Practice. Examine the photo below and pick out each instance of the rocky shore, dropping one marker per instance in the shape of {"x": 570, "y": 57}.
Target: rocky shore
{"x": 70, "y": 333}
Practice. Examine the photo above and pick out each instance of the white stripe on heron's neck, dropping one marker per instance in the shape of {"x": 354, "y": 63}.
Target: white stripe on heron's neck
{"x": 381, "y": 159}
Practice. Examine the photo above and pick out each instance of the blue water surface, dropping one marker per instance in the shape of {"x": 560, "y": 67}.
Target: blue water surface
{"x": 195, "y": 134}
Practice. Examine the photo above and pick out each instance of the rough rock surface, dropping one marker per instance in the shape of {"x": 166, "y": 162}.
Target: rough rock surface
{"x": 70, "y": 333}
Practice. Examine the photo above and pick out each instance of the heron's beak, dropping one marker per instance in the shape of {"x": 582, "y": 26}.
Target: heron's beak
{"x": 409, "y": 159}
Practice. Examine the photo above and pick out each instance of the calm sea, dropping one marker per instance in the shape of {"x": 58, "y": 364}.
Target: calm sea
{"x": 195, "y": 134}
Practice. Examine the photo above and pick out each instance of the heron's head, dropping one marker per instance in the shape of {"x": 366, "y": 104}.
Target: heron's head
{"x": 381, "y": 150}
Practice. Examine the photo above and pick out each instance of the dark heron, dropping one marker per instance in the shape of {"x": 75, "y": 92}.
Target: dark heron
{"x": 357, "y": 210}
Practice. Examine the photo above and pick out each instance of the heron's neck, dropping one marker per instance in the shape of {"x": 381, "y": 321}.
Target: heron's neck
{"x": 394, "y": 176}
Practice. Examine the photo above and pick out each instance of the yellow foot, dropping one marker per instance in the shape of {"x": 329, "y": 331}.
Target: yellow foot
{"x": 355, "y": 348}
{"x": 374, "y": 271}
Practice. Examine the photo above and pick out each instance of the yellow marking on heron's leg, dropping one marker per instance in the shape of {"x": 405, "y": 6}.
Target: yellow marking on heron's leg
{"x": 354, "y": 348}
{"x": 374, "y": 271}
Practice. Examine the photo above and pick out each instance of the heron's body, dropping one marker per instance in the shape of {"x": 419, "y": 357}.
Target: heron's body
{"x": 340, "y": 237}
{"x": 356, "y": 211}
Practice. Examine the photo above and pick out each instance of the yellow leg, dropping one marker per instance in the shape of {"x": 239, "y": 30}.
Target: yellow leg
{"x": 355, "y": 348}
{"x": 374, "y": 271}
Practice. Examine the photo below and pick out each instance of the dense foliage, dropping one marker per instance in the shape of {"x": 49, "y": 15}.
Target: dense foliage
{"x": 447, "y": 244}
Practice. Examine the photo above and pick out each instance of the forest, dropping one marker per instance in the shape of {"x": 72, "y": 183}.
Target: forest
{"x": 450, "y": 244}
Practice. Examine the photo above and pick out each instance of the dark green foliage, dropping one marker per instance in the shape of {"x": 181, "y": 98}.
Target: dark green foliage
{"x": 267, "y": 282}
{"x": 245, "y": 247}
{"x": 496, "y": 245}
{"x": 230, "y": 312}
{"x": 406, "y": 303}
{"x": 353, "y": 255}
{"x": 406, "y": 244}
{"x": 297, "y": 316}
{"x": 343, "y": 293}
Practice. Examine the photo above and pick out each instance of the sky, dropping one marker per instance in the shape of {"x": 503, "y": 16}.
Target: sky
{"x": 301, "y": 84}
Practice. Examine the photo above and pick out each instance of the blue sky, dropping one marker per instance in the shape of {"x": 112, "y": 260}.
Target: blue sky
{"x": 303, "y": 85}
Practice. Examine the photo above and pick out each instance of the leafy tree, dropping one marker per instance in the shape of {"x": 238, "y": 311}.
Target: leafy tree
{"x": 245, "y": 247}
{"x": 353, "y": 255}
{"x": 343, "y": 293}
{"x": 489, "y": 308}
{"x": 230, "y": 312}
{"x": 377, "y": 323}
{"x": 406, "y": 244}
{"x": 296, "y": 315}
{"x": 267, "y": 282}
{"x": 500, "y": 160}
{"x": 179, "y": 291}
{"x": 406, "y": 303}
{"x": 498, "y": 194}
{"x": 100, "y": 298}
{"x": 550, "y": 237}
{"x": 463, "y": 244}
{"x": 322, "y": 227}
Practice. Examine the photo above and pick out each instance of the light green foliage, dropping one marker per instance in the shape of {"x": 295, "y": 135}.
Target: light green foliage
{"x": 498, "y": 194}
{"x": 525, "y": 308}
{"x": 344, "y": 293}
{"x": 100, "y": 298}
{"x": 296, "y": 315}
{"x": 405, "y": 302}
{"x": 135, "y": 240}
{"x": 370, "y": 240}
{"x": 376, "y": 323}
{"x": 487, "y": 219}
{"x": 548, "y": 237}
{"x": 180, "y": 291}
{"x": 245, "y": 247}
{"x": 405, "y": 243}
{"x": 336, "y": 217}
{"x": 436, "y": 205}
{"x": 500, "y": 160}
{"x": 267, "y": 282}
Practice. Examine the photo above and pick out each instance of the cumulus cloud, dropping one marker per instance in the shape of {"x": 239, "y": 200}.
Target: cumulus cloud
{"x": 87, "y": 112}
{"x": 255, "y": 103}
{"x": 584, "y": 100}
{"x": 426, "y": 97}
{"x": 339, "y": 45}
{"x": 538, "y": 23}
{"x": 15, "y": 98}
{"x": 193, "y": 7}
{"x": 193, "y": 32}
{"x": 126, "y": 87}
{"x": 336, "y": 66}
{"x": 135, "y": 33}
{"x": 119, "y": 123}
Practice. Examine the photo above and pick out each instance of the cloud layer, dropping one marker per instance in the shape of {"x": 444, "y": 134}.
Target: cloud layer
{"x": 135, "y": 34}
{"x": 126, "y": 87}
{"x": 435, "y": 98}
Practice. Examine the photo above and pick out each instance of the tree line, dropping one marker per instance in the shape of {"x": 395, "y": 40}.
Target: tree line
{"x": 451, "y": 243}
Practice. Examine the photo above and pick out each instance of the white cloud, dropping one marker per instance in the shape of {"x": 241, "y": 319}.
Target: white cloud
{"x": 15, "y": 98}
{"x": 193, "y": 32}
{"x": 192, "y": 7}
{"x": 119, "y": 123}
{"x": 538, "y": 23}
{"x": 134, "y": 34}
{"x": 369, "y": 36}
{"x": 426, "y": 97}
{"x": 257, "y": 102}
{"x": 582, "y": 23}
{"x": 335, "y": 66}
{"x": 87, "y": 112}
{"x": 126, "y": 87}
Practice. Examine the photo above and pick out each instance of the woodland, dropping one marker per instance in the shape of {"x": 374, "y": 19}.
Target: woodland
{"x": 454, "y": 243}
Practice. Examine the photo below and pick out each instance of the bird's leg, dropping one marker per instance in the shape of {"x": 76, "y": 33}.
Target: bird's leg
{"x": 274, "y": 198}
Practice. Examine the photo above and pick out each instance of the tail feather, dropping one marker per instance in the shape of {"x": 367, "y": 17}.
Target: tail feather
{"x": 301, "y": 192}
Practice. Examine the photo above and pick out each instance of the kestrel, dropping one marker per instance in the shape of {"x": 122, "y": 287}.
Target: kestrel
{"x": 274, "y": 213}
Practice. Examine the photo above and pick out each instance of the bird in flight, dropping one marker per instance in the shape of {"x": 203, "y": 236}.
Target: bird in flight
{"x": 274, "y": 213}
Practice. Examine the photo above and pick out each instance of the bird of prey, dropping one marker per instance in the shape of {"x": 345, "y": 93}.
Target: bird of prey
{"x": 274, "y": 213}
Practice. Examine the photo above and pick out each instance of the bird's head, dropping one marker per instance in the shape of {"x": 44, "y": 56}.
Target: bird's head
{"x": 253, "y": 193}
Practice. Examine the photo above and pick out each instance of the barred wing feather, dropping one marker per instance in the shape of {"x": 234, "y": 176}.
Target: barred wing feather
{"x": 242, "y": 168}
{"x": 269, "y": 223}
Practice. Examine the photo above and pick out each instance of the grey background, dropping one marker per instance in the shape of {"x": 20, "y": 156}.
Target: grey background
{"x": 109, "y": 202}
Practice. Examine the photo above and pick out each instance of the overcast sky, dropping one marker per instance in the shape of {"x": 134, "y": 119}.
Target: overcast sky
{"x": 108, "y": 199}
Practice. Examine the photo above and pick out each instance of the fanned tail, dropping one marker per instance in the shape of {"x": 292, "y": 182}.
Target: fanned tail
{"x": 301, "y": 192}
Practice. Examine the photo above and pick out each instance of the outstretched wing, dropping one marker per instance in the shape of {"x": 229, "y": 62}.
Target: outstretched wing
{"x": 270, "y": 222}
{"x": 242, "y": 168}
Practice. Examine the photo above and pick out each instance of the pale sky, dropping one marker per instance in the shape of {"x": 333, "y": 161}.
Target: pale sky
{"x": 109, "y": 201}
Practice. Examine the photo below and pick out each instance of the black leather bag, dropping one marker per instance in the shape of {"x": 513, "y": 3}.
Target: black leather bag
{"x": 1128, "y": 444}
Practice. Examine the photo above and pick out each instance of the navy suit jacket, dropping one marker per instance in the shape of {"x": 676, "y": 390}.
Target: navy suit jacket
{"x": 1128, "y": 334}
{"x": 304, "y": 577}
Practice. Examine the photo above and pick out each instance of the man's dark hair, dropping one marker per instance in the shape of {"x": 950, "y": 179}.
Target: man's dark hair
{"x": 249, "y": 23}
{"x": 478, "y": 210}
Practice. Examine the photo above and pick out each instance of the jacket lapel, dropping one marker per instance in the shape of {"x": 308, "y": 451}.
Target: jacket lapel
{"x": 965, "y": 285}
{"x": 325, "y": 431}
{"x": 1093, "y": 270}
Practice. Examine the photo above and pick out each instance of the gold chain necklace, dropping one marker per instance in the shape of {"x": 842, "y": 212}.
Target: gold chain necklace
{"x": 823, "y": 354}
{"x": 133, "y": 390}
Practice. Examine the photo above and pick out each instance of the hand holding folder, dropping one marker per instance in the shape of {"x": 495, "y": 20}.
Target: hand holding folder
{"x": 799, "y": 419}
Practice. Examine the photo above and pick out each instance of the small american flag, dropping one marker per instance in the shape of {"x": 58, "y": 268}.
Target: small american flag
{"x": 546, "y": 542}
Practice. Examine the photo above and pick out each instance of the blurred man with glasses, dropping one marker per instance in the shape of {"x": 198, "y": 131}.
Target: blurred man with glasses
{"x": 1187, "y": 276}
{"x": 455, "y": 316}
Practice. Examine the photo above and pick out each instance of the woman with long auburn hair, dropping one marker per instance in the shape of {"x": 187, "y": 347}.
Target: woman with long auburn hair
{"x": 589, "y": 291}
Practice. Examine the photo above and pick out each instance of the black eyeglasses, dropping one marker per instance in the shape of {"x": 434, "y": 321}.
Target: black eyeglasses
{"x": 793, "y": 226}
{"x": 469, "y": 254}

+---+

▸ Your goal:
Please rewrite the entries from the line holding "of the gold" through the end of the entries, both ends included, requests and all, and add 126 to every x and y coordinate in the answers while leaving the sample coordinates in the requests unchanged.

▸ Solution for this task:
Practice. Examine the photo above and pick out each instance of the gold chain necklace, dropping one marker per instance in the shape of {"x": 842, "y": 212}.
Target: gold chain necklace
{"x": 949, "y": 480}
{"x": 259, "y": 516}
Practice. Examine the photo above and pick out each instance of the hand holding folder, dropping one marker per instance in the shape of {"x": 495, "y": 20}.
Target: hand holding folder
{"x": 925, "y": 545}
Practice. Examine the photo above and pick out each instance of the small american flag, dropping one marker per instance in the shape of {"x": 58, "y": 268}.
Target: small american flag
{"x": 672, "y": 668}
Practice. Examine the photo above and pick out each instance of the blurred man with glasses, dropping one marker per instance in the shape of {"x": 198, "y": 131}.
Target: blurred man with glasses
{"x": 1313, "y": 402}
{"x": 581, "y": 442}
Practice. Examine the photo above and pick out each instance of the woman with long auburn hair, dropping one marker per instance in the shape of {"x": 187, "y": 347}.
Target: woman with long auburn hair
{"x": 715, "y": 417}
Practice. Examine the photo above and pick out each instance of the black eyeglasses, dropping one marker per instance in the shape of {"x": 434, "y": 321}.
Target: black eyeglasses
{"x": 919, "y": 352}
{"x": 595, "y": 380}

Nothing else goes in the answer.